Transcribe the rows below verbatim, from the first row through the row containing "POLYGON ((229 160, 226", both included. Omit the pictures.
────────────────────
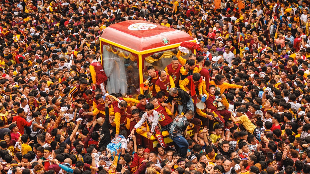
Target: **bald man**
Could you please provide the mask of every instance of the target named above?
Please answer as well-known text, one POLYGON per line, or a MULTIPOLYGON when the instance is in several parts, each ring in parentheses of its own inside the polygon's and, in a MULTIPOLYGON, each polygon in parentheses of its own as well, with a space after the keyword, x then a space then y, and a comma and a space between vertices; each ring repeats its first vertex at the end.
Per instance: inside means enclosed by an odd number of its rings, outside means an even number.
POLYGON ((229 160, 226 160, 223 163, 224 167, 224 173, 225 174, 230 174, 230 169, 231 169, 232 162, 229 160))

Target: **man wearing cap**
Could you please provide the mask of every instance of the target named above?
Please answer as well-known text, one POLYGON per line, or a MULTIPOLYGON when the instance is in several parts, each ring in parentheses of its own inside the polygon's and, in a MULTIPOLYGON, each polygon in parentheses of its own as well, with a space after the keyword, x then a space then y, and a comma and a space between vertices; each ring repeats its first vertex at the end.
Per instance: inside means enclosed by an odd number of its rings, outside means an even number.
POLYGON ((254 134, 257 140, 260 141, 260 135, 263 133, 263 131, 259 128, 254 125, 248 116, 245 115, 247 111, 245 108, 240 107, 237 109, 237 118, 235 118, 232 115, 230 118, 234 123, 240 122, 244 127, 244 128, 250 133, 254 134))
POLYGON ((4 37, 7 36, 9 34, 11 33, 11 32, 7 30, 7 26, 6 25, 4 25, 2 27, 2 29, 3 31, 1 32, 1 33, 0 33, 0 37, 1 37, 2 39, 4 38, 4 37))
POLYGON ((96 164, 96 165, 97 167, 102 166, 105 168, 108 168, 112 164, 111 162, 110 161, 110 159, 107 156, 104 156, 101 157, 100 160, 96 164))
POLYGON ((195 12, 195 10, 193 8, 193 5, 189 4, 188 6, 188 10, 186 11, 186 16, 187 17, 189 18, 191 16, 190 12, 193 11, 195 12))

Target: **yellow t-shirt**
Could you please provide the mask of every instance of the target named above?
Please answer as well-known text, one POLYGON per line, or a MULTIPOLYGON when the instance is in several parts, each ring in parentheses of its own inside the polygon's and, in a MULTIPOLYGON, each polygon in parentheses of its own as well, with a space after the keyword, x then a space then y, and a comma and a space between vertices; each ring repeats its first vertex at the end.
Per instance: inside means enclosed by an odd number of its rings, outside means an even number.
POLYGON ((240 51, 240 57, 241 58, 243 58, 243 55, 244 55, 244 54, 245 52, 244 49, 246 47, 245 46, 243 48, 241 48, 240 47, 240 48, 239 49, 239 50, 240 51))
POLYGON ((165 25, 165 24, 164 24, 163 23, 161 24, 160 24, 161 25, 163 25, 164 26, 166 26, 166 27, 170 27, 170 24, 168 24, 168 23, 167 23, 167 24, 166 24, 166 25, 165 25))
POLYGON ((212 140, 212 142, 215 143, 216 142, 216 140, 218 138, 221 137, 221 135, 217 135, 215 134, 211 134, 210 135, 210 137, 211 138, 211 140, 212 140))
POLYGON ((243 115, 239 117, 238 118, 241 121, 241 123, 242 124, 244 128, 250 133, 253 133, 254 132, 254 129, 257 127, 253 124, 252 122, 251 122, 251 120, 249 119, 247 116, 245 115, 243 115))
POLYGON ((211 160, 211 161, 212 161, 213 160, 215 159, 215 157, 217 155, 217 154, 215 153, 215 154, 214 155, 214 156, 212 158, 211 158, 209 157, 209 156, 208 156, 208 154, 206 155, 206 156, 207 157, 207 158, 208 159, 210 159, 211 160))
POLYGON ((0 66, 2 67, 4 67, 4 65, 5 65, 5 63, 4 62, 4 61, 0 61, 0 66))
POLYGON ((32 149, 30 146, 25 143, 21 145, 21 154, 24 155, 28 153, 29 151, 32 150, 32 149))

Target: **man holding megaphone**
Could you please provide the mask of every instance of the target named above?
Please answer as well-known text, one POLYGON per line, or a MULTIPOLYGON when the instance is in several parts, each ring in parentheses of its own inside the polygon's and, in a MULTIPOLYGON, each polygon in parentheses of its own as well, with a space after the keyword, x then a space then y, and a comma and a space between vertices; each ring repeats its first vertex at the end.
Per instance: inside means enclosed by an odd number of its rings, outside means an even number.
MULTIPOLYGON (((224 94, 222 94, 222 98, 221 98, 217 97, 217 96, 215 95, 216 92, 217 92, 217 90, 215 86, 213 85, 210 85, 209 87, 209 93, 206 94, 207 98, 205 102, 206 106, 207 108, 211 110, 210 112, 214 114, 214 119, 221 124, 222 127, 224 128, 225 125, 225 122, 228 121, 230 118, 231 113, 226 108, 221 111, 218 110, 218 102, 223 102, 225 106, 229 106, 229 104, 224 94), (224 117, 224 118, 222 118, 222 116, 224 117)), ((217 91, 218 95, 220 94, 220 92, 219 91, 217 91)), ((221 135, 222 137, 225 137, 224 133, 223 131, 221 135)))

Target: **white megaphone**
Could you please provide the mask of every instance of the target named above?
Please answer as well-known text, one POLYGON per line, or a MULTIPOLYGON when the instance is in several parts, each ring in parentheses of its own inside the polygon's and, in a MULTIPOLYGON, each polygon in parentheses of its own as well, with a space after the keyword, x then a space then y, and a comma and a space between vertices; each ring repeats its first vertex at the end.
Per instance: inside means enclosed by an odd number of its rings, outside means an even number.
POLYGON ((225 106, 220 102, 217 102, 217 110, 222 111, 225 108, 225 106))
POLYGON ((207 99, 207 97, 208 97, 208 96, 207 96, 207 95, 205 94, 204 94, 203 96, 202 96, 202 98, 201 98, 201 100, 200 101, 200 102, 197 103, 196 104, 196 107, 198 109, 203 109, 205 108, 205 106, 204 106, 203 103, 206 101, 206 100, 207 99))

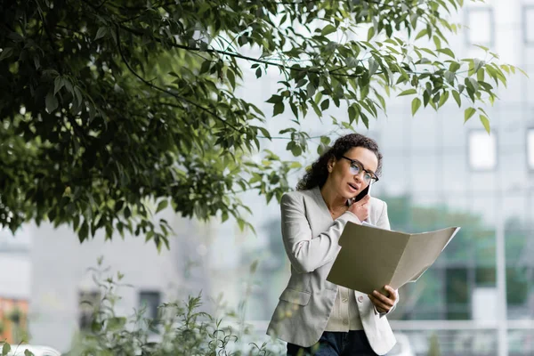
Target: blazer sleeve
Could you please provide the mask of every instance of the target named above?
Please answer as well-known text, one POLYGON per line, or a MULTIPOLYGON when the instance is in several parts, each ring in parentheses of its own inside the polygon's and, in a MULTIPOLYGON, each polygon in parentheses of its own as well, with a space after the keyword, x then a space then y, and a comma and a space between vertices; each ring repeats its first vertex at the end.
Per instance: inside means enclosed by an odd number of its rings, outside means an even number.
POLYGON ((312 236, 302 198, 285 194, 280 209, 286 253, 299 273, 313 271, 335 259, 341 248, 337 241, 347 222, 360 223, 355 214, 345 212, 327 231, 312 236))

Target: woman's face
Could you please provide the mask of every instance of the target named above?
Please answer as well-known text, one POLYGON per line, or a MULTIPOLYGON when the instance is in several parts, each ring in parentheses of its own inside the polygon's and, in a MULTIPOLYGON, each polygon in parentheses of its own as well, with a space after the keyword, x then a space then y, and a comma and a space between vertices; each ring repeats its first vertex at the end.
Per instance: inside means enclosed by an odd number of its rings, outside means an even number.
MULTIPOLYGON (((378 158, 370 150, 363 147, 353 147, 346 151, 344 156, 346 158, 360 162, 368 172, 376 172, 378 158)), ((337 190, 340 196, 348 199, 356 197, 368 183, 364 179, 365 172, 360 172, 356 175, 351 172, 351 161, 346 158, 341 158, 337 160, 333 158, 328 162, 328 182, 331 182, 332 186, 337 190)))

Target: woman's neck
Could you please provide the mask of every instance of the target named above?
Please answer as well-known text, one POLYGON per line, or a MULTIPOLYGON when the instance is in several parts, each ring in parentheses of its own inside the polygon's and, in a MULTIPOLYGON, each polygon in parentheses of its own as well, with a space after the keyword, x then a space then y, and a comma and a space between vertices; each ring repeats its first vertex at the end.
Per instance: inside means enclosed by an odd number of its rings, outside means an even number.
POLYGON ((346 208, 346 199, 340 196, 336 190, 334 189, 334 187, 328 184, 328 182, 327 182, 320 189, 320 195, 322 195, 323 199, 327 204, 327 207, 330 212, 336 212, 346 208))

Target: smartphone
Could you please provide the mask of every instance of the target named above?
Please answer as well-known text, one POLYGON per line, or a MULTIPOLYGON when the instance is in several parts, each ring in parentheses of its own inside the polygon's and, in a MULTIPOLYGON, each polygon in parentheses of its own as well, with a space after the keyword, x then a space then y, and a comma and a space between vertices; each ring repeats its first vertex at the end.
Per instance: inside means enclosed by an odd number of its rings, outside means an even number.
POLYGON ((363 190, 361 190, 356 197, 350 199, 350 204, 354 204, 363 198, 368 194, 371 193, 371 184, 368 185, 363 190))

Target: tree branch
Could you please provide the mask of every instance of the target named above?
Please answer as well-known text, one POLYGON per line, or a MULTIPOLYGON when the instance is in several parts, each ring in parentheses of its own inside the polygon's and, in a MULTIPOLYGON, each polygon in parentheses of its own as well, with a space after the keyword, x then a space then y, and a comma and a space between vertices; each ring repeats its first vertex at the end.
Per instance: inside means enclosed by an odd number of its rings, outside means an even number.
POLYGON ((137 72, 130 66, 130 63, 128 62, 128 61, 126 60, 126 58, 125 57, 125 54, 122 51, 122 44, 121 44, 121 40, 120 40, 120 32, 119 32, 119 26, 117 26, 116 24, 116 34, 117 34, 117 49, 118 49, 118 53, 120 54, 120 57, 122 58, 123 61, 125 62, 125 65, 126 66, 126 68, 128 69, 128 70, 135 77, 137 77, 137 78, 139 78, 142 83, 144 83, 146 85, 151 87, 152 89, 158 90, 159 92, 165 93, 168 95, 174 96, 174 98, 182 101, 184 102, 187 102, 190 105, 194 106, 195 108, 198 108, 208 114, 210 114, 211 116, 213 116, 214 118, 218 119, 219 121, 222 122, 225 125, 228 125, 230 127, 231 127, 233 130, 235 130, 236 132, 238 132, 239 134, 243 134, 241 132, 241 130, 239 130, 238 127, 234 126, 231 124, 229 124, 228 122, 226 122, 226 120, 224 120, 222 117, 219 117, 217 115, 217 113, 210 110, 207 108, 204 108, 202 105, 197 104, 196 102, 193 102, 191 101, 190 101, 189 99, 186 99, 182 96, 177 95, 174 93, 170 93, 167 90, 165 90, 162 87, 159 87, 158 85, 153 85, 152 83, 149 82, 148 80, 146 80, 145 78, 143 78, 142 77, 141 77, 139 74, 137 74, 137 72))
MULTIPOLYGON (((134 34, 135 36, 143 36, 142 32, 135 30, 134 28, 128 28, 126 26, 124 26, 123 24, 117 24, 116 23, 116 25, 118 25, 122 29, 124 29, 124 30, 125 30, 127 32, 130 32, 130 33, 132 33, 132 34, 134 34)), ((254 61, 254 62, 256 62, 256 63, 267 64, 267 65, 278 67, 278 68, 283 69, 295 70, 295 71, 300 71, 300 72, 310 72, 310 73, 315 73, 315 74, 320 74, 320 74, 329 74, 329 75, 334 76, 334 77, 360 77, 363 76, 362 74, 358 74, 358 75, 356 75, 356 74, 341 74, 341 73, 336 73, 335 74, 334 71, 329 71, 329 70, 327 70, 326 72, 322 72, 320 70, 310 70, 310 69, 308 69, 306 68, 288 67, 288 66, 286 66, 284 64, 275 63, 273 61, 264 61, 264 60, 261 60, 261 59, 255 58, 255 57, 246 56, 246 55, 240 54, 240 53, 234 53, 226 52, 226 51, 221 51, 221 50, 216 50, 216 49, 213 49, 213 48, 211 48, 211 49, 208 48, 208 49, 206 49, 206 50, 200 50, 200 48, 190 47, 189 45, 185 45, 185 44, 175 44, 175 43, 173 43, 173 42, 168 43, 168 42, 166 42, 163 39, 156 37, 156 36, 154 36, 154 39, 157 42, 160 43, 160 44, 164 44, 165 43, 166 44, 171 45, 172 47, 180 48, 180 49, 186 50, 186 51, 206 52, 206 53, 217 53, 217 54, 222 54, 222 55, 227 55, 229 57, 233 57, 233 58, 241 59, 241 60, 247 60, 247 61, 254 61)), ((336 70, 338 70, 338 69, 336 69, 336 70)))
────────────────────
The reply →
Target: **bald man**
Could you please provide the mask of every instance of the target named above?
Please answer as well-known text, one POLYGON per line, or a MULTIPOLYGON when the instance is in several parts, each ring in parentheses of its own inside the polygon's and, in a MULTIPOLYGON, each polygon in parentheses of its own as well, with a space after the keyword, x then a space then y, and a comma and a space between vertices; each ring repeats its first vertex at the end.
Per instance: inside means enclosed by an odd number of its rings, outside means an even number.
POLYGON ((229 160, 226 160, 223 163, 224 167, 224 173, 225 174, 230 174, 230 169, 231 169, 232 162, 229 160))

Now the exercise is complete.